• [RAW DATA]
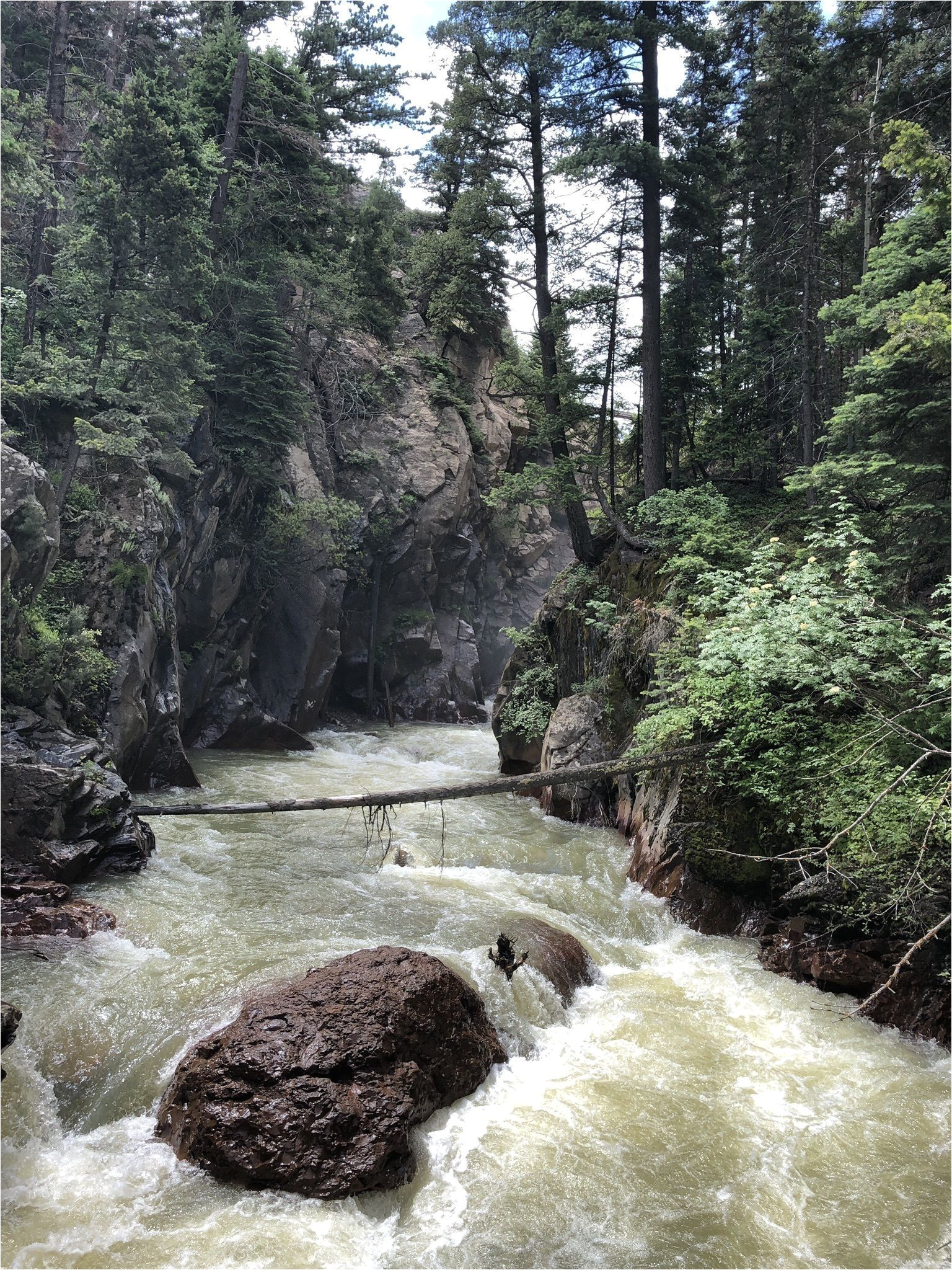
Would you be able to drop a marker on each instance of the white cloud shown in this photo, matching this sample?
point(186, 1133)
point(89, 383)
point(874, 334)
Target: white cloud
point(427, 68)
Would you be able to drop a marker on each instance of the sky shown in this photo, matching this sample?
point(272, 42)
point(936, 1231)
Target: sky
point(427, 66)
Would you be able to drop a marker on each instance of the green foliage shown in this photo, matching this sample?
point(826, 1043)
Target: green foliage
point(376, 246)
point(459, 270)
point(531, 703)
point(83, 500)
point(126, 574)
point(55, 654)
point(813, 690)
point(307, 534)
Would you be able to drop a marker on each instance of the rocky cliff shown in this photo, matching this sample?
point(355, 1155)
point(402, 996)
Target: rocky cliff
point(571, 694)
point(225, 633)
point(152, 605)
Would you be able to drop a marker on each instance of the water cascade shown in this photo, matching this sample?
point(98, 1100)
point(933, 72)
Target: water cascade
point(690, 1109)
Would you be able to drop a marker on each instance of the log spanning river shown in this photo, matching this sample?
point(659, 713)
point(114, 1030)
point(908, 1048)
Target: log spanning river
point(691, 1110)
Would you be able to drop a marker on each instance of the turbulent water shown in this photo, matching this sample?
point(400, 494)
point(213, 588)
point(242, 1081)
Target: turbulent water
point(691, 1110)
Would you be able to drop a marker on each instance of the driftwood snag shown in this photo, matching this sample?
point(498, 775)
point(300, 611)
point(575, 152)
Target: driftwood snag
point(438, 793)
point(505, 957)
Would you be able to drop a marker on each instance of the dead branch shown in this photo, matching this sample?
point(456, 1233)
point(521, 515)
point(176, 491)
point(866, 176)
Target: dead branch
point(897, 967)
point(439, 793)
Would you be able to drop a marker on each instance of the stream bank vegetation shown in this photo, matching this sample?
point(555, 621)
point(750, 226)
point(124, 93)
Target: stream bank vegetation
point(756, 474)
point(753, 461)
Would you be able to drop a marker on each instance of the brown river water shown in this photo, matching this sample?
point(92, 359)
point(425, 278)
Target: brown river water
point(691, 1110)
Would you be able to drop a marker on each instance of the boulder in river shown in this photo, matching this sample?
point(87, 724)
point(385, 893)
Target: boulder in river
point(315, 1086)
point(555, 954)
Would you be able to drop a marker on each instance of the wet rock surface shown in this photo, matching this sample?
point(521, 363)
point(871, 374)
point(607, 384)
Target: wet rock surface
point(35, 907)
point(573, 739)
point(563, 959)
point(918, 1002)
point(315, 1086)
point(64, 817)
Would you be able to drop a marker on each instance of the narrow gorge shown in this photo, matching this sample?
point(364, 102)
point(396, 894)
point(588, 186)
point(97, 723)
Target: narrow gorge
point(475, 709)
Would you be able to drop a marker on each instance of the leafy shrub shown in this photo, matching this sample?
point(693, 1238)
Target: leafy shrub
point(56, 654)
point(814, 694)
point(531, 703)
point(320, 531)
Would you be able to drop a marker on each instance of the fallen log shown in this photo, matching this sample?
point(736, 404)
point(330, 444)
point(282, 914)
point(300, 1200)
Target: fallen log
point(438, 793)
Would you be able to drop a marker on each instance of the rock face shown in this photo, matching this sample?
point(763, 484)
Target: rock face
point(574, 738)
point(555, 954)
point(31, 525)
point(316, 1086)
point(218, 643)
point(64, 817)
point(918, 1001)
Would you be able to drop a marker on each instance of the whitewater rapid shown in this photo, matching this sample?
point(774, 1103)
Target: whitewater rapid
point(690, 1110)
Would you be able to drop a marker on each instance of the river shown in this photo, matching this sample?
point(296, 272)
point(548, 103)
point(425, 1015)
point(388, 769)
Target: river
point(691, 1110)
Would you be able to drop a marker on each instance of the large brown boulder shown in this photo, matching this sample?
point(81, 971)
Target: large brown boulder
point(918, 1001)
point(32, 907)
point(555, 954)
point(316, 1086)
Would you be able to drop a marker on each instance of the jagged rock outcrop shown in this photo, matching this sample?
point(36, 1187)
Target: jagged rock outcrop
point(220, 639)
point(558, 956)
point(694, 845)
point(315, 1086)
point(918, 1000)
point(574, 737)
point(65, 815)
point(30, 520)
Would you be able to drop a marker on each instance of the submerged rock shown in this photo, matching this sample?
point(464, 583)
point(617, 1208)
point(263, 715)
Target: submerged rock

• [PROBLEM DETAILS]
Could you give every line of the records above as a numbered list, skipping blank lines and leaving out the pictures?

• [FINAL RESULT]
1. Would you be able to drop a marker on each instance of the white cloud shown in this photo, matching this sample?
2. point(186, 1133)
3. point(89, 383)
4. point(874, 334)
5. Target: white cloud
6. point(427, 68)
7. Would you be able to drop a marker on each instance of the sky shown in this photo, matching this sample?
8. point(272, 42)
9. point(936, 1231)
10. Target: sky
11. point(427, 66)
12. Would you be able to drop a marker on each instance of the green foliage shown in this photo, matching this sample?
13. point(826, 1043)
14. Target: green foliage
15. point(376, 246)
16. point(459, 270)
17. point(531, 703)
18. point(83, 500)
19. point(126, 574)
20. point(55, 654)
21. point(813, 690)
22. point(307, 534)
23. Would you be able to drop a marker on each instance of the rocky cliff shown in this photo, matching this sample?
24. point(355, 1155)
25. point(402, 996)
26. Target: rocky cliff
27. point(571, 694)
28. point(225, 633)
29. point(152, 605)
30. Would you be able to drop a marker on each instance of the water cascade shown in this photo, matching this sample?
31. point(98, 1100)
32. point(933, 72)
33. Target: water cascade
34. point(690, 1109)
35. Would you be able to drop a marker on each instance of the log spanning river shown in this photo, matching this sample?
36. point(659, 713)
37. point(114, 1030)
38. point(908, 1048)
39. Target: log spanning river
40. point(691, 1110)
41. Would you be able to drop a marker on each instance of the turbulent water shown in this photo, matching this sample?
42. point(400, 494)
43. point(213, 588)
44. point(242, 1081)
45. Target: turbulent water
46. point(691, 1110)
47. Would you be able to drop a marker on each instance of the driftwood snag shown in this photo, matching this sample?
48. point(498, 775)
49. point(300, 611)
50. point(575, 152)
51. Target: driftwood snag
52. point(438, 793)
53. point(505, 957)
54. Would you be able to drop a marker on each instance of the dead branch shown in this photo, matching this sample?
55. point(456, 1233)
56. point(521, 515)
57. point(176, 491)
58. point(866, 176)
59. Target: dead branch
60. point(897, 967)
61. point(439, 793)
62. Would you be able to drop a marker on each instance of the stream bank vegetation shown in this photo, matching this sample?
63. point(555, 621)
64. point(750, 226)
65. point(124, 93)
66. Target: stream bank vegetation
67. point(756, 474)
68. point(753, 461)
69. Would you be able to drop a marker on each instance of the brown river water shown in this photo, matching this sample?
70. point(92, 359)
71. point(425, 278)
72. Target: brown river water
73. point(691, 1110)
74. Would you be able to drop a marker on each instance of the boulder in river shown in this photo, matching this sample?
75. point(87, 724)
76. point(385, 893)
77. Target: boulder in river
78. point(315, 1086)
79. point(555, 954)
80. Would you be able to drop a marker on each instance of the wet rock surface shown in this photo, matching this sample?
81. point(521, 363)
82. point(871, 374)
83. point(607, 384)
84. Target: wet rock surface
85. point(35, 907)
86. point(573, 739)
87. point(563, 959)
88. point(918, 1002)
89. point(315, 1086)
90. point(64, 817)
91. Would you be able to drop a marker on each instance of the narrow gorge shown in this photo, matching this sample?
92. point(364, 102)
93. point(396, 894)
94. point(588, 186)
95. point(97, 723)
96. Target: narrow gorge
97. point(475, 709)
98. Would you be able to drop a marker on each instance of the leafy shrub shown in this photo, matching this sample?
99. point(693, 1238)
100. Target: leafy shrub
101. point(56, 654)
102. point(814, 694)
103. point(531, 703)
104. point(320, 531)
105. Would you be able to drop a marker on each instance of the fallen log shown in this photo, matching this sample?
106. point(736, 404)
107. point(330, 444)
108. point(282, 914)
109. point(300, 1200)
110. Target: fallen log
111. point(438, 793)
112. Would you be able to drop a marker on each instance of the rock face shown in this photo, matching this sample?
113. point(763, 484)
114. Target: rock face
115. point(574, 738)
116. point(555, 954)
117. point(31, 525)
118. point(316, 1086)
119. point(218, 643)
120. point(64, 817)
121. point(918, 1001)
122. Would you be able to drop a marker on each instance of the whitewater rapid shown in this photo, matching this sample?
123. point(774, 1103)
124. Target: whitewater rapid
125. point(690, 1110)
126. Would you be able to drop a marker on each instance of the river shown in this photo, matching this sample?
127. point(296, 272)
128. point(548, 103)
129. point(425, 1015)
130. point(388, 769)
131. Target: river
132. point(691, 1110)
133. Would you be able to drop a marker on each instance of the large brown boulder shown in this photo, matching this sample?
134. point(81, 971)
135. Target: large brown boulder
136. point(918, 1001)
137. point(32, 907)
138. point(555, 954)
139. point(316, 1086)
140. Would you be able to drop a marker on each instance of the jagged rock outcrop shown in this photo, matching this sample?
141. point(36, 1187)
142. Target: jagged rock outcrop
143. point(220, 639)
144. point(558, 956)
145. point(694, 845)
146. point(315, 1086)
147. point(918, 1000)
148. point(574, 737)
149. point(65, 815)
150. point(30, 520)
151. Would you be able to drop a marker on each instance of the submerged rock shown in this photo, matching this sample?
152. point(464, 583)
153. point(617, 1208)
154. point(263, 715)
155. Target: submerged rock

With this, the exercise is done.